• **DIRECTIONS FOR THIS TASK**: Copy the data word for word, from the line containing "Exercise. Tag every instance of the chef jacket" through the end, including both ends. Leave out the pictures.

----------

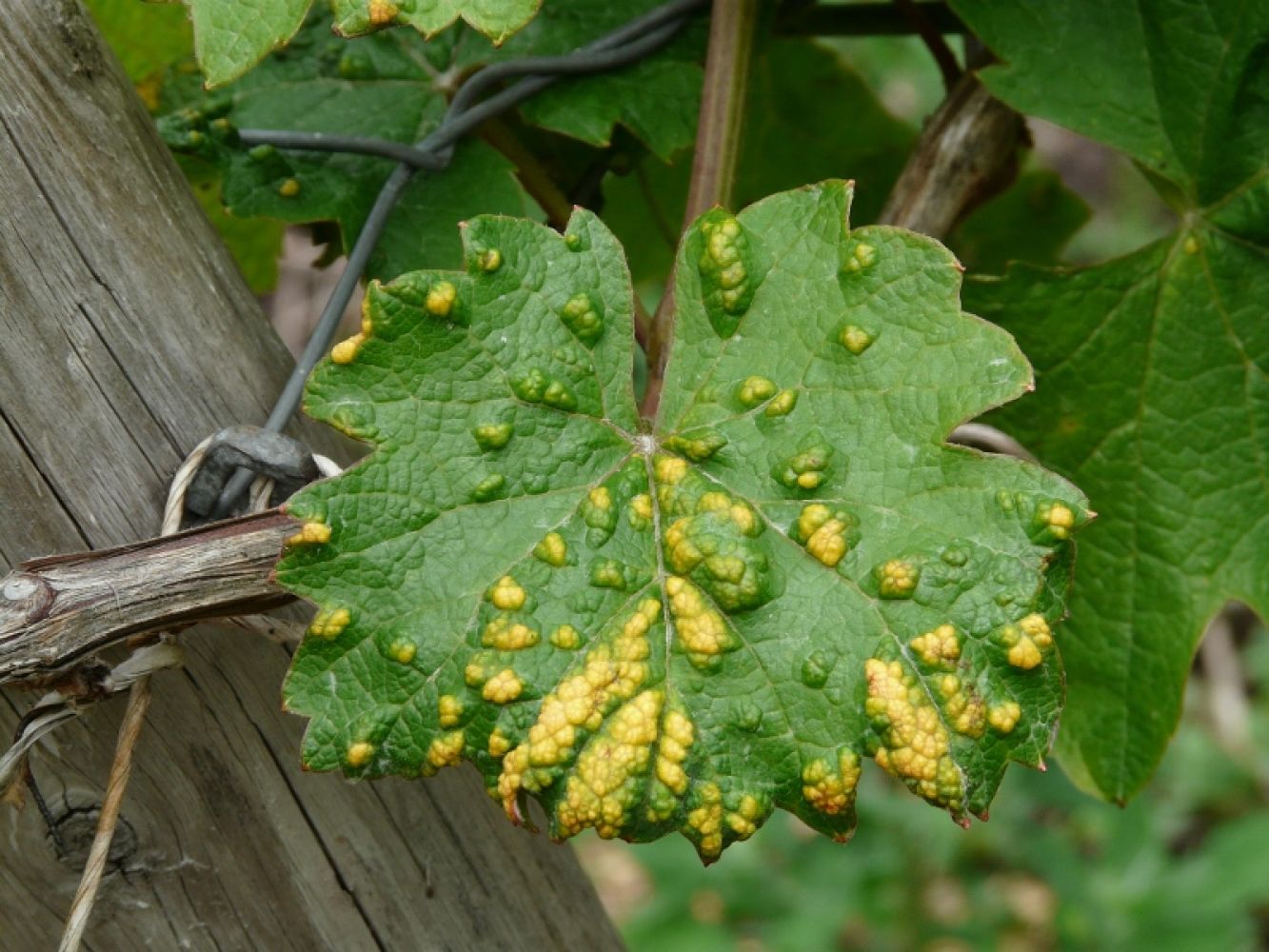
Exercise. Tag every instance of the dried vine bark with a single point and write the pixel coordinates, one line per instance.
(127, 337)
(966, 154)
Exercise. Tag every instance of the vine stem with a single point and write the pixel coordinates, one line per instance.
(713, 169)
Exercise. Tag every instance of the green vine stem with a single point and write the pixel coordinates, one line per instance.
(713, 170)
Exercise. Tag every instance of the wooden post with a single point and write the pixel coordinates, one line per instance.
(126, 337)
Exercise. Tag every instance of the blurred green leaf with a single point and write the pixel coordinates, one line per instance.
(1153, 368)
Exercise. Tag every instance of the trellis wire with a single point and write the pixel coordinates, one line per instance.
(622, 48)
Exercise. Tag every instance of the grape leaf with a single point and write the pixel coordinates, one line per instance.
(231, 37)
(1153, 366)
(682, 626)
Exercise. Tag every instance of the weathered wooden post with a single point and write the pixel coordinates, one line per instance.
(126, 335)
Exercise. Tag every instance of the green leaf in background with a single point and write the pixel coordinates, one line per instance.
(1031, 221)
(146, 37)
(381, 87)
(1153, 367)
(810, 117)
(231, 37)
(496, 19)
(656, 99)
(681, 628)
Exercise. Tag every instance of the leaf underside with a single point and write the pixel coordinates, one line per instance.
(1153, 367)
(685, 625)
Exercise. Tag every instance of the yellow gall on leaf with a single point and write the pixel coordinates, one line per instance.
(359, 753)
(506, 594)
(782, 404)
(382, 11)
(499, 744)
(503, 688)
(552, 550)
(898, 578)
(446, 750)
(441, 299)
(755, 390)
(328, 623)
(856, 339)
(311, 533)
(346, 350)
(938, 646)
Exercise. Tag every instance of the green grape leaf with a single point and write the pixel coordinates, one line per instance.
(1151, 367)
(231, 37)
(682, 625)
(496, 19)
(380, 87)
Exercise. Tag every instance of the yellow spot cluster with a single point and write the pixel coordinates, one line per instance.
(782, 404)
(566, 638)
(755, 390)
(1027, 642)
(446, 750)
(359, 753)
(609, 673)
(499, 743)
(450, 710)
(506, 635)
(831, 791)
(964, 708)
(311, 533)
(914, 744)
(937, 647)
(677, 734)
(823, 533)
(700, 626)
(503, 688)
(441, 299)
(1004, 718)
(605, 784)
(552, 550)
(854, 339)
(506, 594)
(382, 11)
(898, 578)
(1059, 518)
(861, 258)
(723, 251)
(328, 623)
(744, 819)
(705, 821)
(346, 350)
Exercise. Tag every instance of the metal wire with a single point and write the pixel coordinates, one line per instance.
(467, 109)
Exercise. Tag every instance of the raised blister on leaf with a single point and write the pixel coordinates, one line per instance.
(682, 627)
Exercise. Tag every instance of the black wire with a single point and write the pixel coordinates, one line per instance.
(622, 48)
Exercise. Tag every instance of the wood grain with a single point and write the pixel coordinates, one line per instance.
(127, 337)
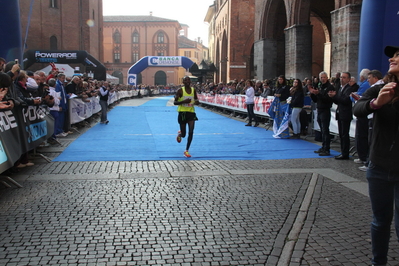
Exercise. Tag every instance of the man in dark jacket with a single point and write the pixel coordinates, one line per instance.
(324, 102)
(343, 113)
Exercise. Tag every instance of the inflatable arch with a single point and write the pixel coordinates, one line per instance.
(376, 32)
(156, 61)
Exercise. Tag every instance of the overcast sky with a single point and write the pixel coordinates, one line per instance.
(190, 12)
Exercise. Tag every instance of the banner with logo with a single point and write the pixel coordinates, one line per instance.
(22, 130)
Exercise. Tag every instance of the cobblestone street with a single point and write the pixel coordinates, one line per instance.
(281, 212)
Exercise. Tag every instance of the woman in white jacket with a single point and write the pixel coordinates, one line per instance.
(54, 111)
(250, 101)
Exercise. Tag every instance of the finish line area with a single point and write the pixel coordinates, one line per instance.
(148, 132)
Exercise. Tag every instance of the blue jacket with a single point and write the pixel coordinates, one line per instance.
(59, 87)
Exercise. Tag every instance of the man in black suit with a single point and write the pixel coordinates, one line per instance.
(343, 113)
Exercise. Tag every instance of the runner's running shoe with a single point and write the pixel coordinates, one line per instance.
(178, 138)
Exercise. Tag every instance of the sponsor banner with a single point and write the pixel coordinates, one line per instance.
(172, 61)
(237, 102)
(261, 107)
(22, 130)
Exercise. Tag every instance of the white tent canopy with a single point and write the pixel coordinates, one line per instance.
(66, 69)
(112, 79)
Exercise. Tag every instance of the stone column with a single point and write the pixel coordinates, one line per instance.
(265, 59)
(298, 51)
(345, 27)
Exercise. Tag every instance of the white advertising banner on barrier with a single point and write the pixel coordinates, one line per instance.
(261, 106)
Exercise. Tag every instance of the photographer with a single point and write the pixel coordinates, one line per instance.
(6, 103)
(104, 92)
(324, 104)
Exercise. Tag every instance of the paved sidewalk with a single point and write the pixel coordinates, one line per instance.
(282, 212)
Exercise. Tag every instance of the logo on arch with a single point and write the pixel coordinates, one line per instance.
(132, 79)
(164, 61)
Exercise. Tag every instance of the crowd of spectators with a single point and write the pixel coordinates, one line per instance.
(49, 90)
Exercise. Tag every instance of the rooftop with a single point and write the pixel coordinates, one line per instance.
(136, 19)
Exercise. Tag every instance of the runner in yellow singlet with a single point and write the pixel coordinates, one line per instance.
(186, 98)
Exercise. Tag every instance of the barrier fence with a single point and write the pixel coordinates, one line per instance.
(236, 102)
(24, 128)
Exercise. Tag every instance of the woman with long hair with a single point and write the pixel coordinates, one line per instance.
(250, 101)
(279, 110)
(383, 171)
(297, 99)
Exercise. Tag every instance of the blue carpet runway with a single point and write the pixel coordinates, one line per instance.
(148, 133)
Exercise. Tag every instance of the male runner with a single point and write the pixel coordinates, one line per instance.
(186, 98)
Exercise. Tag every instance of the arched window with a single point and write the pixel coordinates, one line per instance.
(53, 43)
(117, 37)
(161, 37)
(160, 78)
(117, 56)
(135, 37)
(135, 57)
(54, 3)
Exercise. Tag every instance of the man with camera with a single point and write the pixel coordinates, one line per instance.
(324, 103)
(105, 90)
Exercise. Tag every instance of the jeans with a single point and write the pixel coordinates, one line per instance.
(361, 138)
(323, 119)
(104, 109)
(296, 124)
(384, 196)
(251, 114)
(344, 128)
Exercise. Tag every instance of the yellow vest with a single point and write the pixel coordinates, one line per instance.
(186, 107)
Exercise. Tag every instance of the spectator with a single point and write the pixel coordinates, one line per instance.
(27, 99)
(55, 109)
(31, 83)
(72, 87)
(2, 64)
(104, 94)
(279, 108)
(353, 84)
(337, 81)
(297, 101)
(63, 111)
(6, 103)
(343, 114)
(258, 88)
(324, 103)
(362, 123)
(267, 90)
(23, 92)
(249, 101)
(366, 129)
(383, 173)
(282, 90)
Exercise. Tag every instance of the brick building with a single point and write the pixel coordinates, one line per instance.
(266, 38)
(302, 38)
(63, 25)
(232, 23)
(193, 49)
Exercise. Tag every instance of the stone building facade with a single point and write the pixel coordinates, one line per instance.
(129, 38)
(298, 38)
(232, 44)
(301, 38)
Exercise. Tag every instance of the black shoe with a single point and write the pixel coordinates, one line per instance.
(324, 153)
(341, 157)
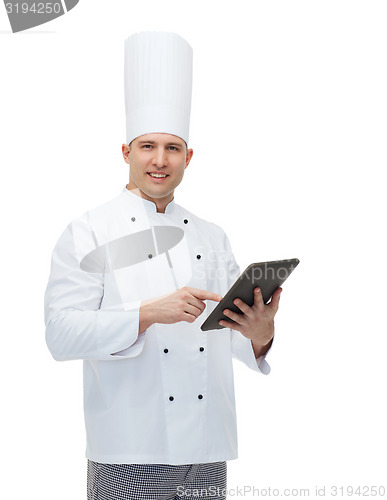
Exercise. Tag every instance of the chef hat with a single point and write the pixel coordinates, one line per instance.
(158, 84)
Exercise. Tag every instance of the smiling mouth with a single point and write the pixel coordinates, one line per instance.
(157, 176)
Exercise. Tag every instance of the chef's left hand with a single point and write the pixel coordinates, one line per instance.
(256, 322)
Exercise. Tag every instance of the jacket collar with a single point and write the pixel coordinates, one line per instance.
(149, 206)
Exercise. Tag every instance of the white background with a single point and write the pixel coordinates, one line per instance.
(289, 135)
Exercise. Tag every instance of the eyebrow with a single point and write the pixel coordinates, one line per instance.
(168, 143)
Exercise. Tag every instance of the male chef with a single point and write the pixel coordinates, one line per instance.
(131, 282)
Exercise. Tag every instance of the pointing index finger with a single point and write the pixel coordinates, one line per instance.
(205, 294)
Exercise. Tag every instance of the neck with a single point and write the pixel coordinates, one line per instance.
(161, 203)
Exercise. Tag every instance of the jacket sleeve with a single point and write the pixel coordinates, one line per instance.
(241, 346)
(76, 327)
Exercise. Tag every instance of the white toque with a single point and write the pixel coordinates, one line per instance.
(158, 84)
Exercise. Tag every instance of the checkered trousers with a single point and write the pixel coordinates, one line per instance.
(156, 481)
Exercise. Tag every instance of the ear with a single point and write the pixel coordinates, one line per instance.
(125, 152)
(188, 157)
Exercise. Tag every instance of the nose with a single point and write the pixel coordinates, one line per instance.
(159, 158)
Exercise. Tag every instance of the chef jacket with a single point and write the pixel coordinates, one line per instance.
(165, 395)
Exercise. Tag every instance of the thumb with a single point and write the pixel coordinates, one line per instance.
(274, 303)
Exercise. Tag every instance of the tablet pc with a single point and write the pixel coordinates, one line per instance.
(267, 275)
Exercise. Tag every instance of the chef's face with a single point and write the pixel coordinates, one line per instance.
(157, 164)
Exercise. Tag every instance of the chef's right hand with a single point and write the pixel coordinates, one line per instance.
(185, 304)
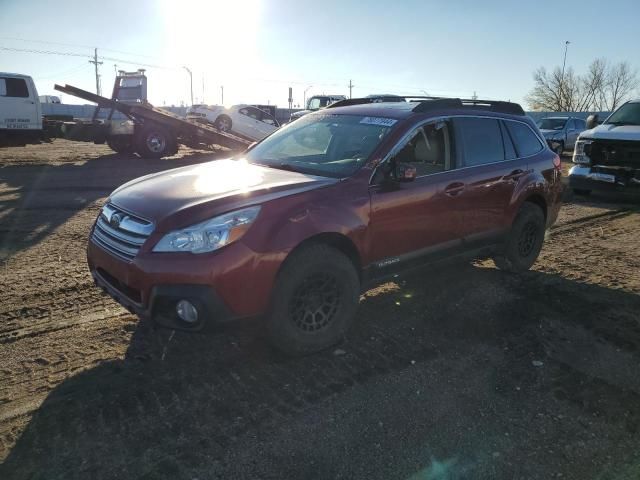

----------

• **THE ANSWER**:
Exercise. Tag every instance of the chef jacket with a single point and write the pixel coordinates, one line per instance.
(165, 395)
Exercise. Tag every instance of the thumb with a single point and write the pixel coordinates, one line per instance.
(274, 303)
Exercise. Tag every instance of the tablet pc with a single point and write the pixel coordinates, one line per instance.
(267, 275)
Exercise. Tag every instance of the chef's face with a single point and write the pixel coordinates, one line per instance.
(157, 164)
Exercise. Tag every instance of the chef's right hand with a single point and write the pixel coordinates, one line per instance.
(185, 304)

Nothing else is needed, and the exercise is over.